> _Quoted passage_:
■ ■ ■ ■

Girl Guides (known as Girl Scouts in the United States and some other countries) is a worldwide movement, originally and largely still designed for girls and women only. The movement began in 1909 when girls requested to join the then-grassroots Boy Scout Movement.

The movement developed in diverse ways in a variety of places around the world. In some places, girls joined or attempted to join preexisting Scouting organizations. In other places, all girl groups were started independently; some would later open up to boys, while others merged with boys' organizations.  In other cases, mixed-gender groups were formed, some of which sometimes later disbanded. In the same way, the name "Girl Guide" or "Girl Scout" has been used by a variety of groups across different times and places.

The World Association of Girl Guides and Girl Scouts (WAGGGS) was formed in 1928 and has member organisations in 145 countries. WAGGGS celebrated the centenary of the international Girl Guiding and Girl Scouting Movement over three years, from 2010 to 2012.

History

Lieutenant-General Robert Baden-Powell was a British soldier during the Second Anglo-Boer War in South Africa (1899–1902). He was the commander during the Siege of Mafeking, and noted during the siege how young boys made themselves useful by carrying messages for the soldiers. When he came home, he decided to put his Scouting ideas into practice to see if they would work for young boys, and took 21 boys camping on Brownsea Island, near Poole in Dorset on 1 August 1907. The camp was a success, and Baden-Powell subsequently wrote the book Scouting for Boys. The book covered topics such as tracking, signalling, and cooking, and it outlined a method for an "instruction in good citizenship". Soon boys began to organise themselves into patrols and troops and calling themselves "Boy Scouts". Girls bought the book as well and formed themselves into patrols of "Girl Scouts", while some girls and boys formed mixed patrols.

■ ■ ■ ■

Dataset excerpts on pointing at objects:
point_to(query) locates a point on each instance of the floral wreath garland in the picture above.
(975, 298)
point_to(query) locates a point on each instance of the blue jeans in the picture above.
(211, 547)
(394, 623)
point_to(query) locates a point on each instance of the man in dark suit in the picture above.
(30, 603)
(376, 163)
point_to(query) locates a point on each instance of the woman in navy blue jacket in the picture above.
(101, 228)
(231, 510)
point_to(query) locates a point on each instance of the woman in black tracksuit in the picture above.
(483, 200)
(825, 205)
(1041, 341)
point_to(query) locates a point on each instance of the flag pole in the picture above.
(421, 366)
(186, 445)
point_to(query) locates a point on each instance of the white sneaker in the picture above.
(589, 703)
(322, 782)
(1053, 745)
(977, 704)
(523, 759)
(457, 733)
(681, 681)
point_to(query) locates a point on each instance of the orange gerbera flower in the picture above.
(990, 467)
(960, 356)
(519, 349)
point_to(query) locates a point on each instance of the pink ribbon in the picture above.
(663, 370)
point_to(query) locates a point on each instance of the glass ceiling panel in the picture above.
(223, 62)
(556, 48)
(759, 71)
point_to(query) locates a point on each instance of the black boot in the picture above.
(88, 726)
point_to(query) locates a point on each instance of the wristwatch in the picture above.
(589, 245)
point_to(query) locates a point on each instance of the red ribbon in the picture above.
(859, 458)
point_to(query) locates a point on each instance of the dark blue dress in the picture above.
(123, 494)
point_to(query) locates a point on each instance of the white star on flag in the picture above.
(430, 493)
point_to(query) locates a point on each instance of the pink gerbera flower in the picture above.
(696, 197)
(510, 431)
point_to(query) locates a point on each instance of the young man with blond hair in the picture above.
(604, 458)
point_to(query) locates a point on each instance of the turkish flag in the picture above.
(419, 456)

■ ■ ■ ■

> _Tasks for this exercise_:
a. Please check each statement against the passage on Girl Guides and answer yes or no, quoting the words that decide it: (i) WAGGGS was formed in 1928; (ii) Baden-Powell took 30 boys camping on Brownsea Island; (iii) the movement began in 1909.
b. Resume the passage on Girl Guides after its final sentence.
Nothing in the lines is needed.

> _Results for the exercise_:
a.
(i) Yes: "The World Association of Girl Guides and Girl Scouts (WAGGGS) was formed in 1928"
(ii) No: "took 21 boys camping on Brownsea Island"
(iii) Yes: "The movement began in 1909 when girls requested to join the then-grassroots Boy Scout Movement."

b.
In those days, camping and hiking were not common activities for girls, as shown in an excerpt from The Boy Scouts Headquarters Gazette of 1909: "If a girl is not allowed to run, or even hurry, to swim, ride a bike, or raise her arms above her head, how can she become a Scout?" Nevertheless, Girl Scouts were registered at Scout Headquarters. In 1909, there was a Boy Scout rally at Crystal Palace in London. Among the thousands of Scouts at the rally were several hundred Girl Scouts, including a group of girls from Peckham Rye who had no tickets to the event and asked that Baden-Powell let them join in. Following negative publicity in The Spectator magazine, Baden-Powell decided that a separate, single-sex organisation would be best. Baden-Powell asked his sister, Agnes Baden-Powell, to form a separate Girl Guides organisation. In 1910, The Girl Guides Association was formed in the United Kingdom. Other influential women in the history of the movement were Juliette Gordon Low, founder of the Girl Scouts of the USA, Olga Drahonowska-Małkowska in Poland and Antoinette Butte in France. The first Girl Guide company to be registered was 1st Pinkneys Green Guides (Miss Baden-Powell's Own), who still exist in Pinkneys Green, Maidenhead, Berkshire. Many Girl Guide and Girl Scout groups trace their roots to this point.

Baden-Powell chose the name "Guides" for the organisation from a regiment in the British Indian Army, the Corps of Guides, which served on the Northwest Frontier and was noted for its skills in tracking and survival. In some countries, the girls preferred to call themselves "Girl Scouts".

Guide International Service

The Guide International Service was an organisation set up by the Girl Guides Association in Britain in 1942. Their aim was to send teams of adult Girl Guides to Europe after World War II to aid with relief work. The work of the organisation is described in two books: All Things Uncertain by Phyllis Stewart Brown and Guides Can Do Anything by Nancy Eastick. A total of 198 Guiders and 60 Scouts, drawn from Britain, Australia, Canada, Ireland and Kenya, worked in teams during the relief efforts. Some went to relieve the Bergen-Belsen displaced persons camp, while others served in British Malaya.

Single-sex mission
There has been much discussion about how similar Girl Guiding and Girl Scouting should be to boys' Scouting programmes. While many girls have sought to follow similar practices as boys' groups, some girls' organisations have sought to avoid simply copying or mimicking the activities of boys' organisations. Julie Bentley, appointed chief executive of the United Kingdom Girl Guides in 2012, described the Girl Guides in an interview with The Times as "the ultimate feminist organisation".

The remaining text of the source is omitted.